▶ **Task prompt**:
Every entry in the listing below is to be output unchanged.

▶ **Material for this exercise**:

*** Begin section ***

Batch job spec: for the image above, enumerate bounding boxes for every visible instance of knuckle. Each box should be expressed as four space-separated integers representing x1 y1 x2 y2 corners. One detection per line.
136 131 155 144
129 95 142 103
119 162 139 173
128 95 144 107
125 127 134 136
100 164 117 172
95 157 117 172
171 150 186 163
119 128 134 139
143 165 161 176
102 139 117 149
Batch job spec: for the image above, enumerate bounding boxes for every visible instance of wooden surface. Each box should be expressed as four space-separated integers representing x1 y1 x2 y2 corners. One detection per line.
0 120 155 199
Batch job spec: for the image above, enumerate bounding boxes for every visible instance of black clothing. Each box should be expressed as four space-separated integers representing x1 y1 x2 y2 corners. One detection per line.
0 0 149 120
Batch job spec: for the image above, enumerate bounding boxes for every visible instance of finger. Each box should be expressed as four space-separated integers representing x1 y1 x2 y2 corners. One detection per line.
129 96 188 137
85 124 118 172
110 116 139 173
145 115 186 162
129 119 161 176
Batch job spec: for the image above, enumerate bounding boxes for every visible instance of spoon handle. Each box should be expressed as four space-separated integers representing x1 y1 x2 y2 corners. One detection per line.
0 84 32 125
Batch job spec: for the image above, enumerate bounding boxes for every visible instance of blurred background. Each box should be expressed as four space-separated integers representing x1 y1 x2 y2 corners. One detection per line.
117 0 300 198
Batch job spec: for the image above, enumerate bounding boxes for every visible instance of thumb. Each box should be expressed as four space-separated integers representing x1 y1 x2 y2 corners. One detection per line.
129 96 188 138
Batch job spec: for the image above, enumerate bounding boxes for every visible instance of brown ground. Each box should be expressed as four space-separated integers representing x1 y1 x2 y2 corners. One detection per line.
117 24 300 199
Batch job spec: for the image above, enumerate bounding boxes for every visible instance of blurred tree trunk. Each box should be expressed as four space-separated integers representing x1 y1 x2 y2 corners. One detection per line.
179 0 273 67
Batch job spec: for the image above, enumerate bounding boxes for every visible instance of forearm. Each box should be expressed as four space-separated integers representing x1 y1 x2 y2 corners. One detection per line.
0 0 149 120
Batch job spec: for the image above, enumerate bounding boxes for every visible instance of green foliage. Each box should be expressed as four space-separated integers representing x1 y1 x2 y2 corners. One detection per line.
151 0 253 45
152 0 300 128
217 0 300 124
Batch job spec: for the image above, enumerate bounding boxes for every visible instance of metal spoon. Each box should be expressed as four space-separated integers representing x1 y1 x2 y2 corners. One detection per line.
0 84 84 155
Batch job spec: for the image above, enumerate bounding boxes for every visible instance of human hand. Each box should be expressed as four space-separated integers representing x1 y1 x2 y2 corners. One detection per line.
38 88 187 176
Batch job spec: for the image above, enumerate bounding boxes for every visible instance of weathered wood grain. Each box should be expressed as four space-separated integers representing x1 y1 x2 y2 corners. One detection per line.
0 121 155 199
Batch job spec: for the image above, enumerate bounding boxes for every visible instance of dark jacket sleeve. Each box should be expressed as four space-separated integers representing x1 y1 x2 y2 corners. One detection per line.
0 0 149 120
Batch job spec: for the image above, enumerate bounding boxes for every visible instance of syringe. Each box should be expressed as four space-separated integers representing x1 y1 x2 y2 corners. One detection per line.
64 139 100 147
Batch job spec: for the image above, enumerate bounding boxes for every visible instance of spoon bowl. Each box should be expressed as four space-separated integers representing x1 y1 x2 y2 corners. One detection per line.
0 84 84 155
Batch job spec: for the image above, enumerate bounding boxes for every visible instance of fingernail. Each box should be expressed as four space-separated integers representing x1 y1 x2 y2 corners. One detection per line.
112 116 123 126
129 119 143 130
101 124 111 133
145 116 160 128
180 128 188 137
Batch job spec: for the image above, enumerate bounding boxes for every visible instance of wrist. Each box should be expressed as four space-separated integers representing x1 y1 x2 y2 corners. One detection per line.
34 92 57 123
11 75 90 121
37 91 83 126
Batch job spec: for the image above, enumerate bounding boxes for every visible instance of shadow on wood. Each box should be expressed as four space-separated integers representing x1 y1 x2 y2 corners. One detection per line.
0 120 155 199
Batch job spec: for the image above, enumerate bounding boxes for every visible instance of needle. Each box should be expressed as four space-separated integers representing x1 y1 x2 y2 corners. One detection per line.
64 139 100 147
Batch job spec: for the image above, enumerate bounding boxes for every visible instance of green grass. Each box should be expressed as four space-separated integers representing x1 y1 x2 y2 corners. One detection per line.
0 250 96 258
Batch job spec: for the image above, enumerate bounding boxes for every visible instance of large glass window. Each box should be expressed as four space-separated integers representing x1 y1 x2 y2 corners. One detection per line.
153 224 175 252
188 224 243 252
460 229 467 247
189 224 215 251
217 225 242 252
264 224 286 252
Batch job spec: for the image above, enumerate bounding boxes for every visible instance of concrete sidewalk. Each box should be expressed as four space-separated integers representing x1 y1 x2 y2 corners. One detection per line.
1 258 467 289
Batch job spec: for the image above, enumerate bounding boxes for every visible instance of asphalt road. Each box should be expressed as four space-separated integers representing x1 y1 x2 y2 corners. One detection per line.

*** End section ***

▶ **Result of this task**:
Batch job spec: for the image above, enumerate bounding boxes for every visible instance of knuckle. Each box should be expressed as four space-separated integers representing x1 y1 x2 y2 corners. One detection per line.
136 131 155 144
129 95 142 103
119 162 139 173
128 95 144 107
125 127 134 136
100 164 117 172
95 157 117 172
171 150 186 163
119 128 134 139
143 165 161 176
102 139 117 149
Batch job spec: for the image above, enumerate bounding boxes for every visible instance of wooden surface. Each box should be expressed as four space-separated integers representing x1 y1 x2 y2 corners. One detection per line.
0 120 155 199
Batch job spec: for the image above, enumerate bounding boxes for every visible instance of black clothing. Each box should be expressed as four space-separated integers representing x1 y1 x2 y2 corners. One detection per line.
0 0 149 120
Batch job spec: for the image above, enumerate bounding boxes for every visible instance of finger. Each box should be expressed as four space-separated integers representing x1 y1 x2 y2 corners. One detection per line.
129 96 188 137
85 124 118 172
110 116 139 173
145 115 186 162
129 119 161 176
Batch job spec: for the image above, enumerate bounding boxes for every visible instance of spoon handle. Each box should be expressed as four space-separated integers representing x1 y1 x2 y2 corners. One detection per line.
0 84 32 125
Batch job spec: for the image above, enumerate bounding boxes for every visible instance of blurred background. Each box should be expressed as four space-separated integers representing x1 y1 x2 y2 corners. One detection per line.
117 0 300 198
Batch job spec: for the image above, enumerate bounding boxes for every visible instance of thumb. Each box should be expressed as four space-separated integers representing x1 y1 x2 y2 corners. One detection per line.
129 96 188 138
Batch job spec: for the image above, enumerate bounding boxes for every visible instance of brown ground. Each box should be expressed as four space-separated integers representing x1 y1 x2 y2 corners. One detection per line.
117 24 300 199
Batch job spec: for the image above, enumerate bounding boxes for every visible instance of blurred tree trunk. Each box should be expressed as four space-separated integers representing x1 y1 x2 y2 corners. One detection per line.
179 0 273 67
Batch job spec: for the image above, enumerate bounding boxes for every visible instance of forearm. Each box should be expressed as four space-separated integers representing x1 y1 x2 y2 corners. One detection per line.
0 0 149 120
Batch job spec: for the image above, enumerate bounding boxes for every visible instance of green foliage. Each box should be expressed as four space-separated integers representing x1 y1 x2 y2 corners. One detection per line.
151 0 253 45
152 0 300 128
217 0 300 124
Batch job spec: for the image above, enumerate bounding boxes for every visible instance of metal spoon. Each box should be expressed as four space-separated integers representing x1 y1 x2 y2 corners. One detection per line.
0 84 84 155
Batch job spec: for the image above, enumerate bounding boxes for every visible instance of human hand. Each box should be expressed as four space-separated integers representing x1 y1 x2 y2 corners. One detection per line.
38 88 187 176
Batch job spec: for the image above, enumerate bounding boxes for every visible instance of weathered wood grain. Each box should be expressed as four space-separated integers representing x1 y1 x2 y2 corners. One detection per line.
0 121 155 199
Batch job spec: for the image above, enumerate bounding boxes for every visible instance of dark jacket sleeve. Each box should be expressed as four space-separated integers representing x1 y1 x2 y2 corners. One detection per line.
0 0 149 120
Batch job spec: for the image above, enumerate bounding boxes for every visible instance of syringe. Each box should be expressed as four space-separated integers representing x1 y1 x2 y2 corners. One detection per line.
64 139 100 147
Batch job spec: for the image above, enumerate bounding boxes for every visible instance of spoon bowl. Each box should be expressed as four space-separated integers representing x1 y1 x2 y2 corners. One detection per line.
0 84 84 155
Batch job spec: for the image above, enumerate bounding boxes for every visible instance of fingernail. Each box should be expressed as four space-separated integers representing x1 y1 x2 y2 corners. One detection per line.
112 116 123 126
129 119 143 130
101 124 111 133
145 116 160 128
180 128 188 137
Batch job spec: for the image above, enumerate bounding boxes for every visible instance of wrist. Each box should be expressed as four space-separated integers representing x1 y1 x2 y2 corners. One detection per line.
34 92 57 123
11 75 90 121
37 91 83 126
Batch job spec: for the image above, enumerate bounding boxes for every visible instance of shadow on wood. Each box should be expressed as four space-separated integers representing x1 y1 x2 y2 corners. One detection per line.
0 120 155 199
Batch job spec: for the image above, enumerate bounding boxes for every visible instance of needle. Each box should be expressed as four space-separated integers representing x1 y1 x2 y2 corners. One detection per line.
64 139 100 147
Batch job spec: for the image above, enumerate bounding boxes for every visible instance of green grass. Each box should be expressed as four space-separated integers representing x1 y1 x2 y2 corners. One detection per line.
0 250 96 258
Batch job spec: for the image above, enumerate bounding boxes for every visible instance of large glass window. Each box should be expressed as four space-separated integers representing x1 y1 x2 y2 corners. One detection per line.
153 224 175 252
188 224 243 252
460 229 467 247
189 224 215 251
217 225 242 252
264 224 286 252
Batch job spec: for the image above, enumerate bounding boxes for every visible instance of concrete sidewalk. Each box should be expressed as four space-separated integers representing x1 y1 x2 y2 corners. One detection per line.
1 258 467 289
Batch job spec: for the image above, enumerate bounding boxes for every visible instance of asphalt road. Each box should be expressed as four space-separated integers representing x1 y1 x2 y2 corners. One detection per line.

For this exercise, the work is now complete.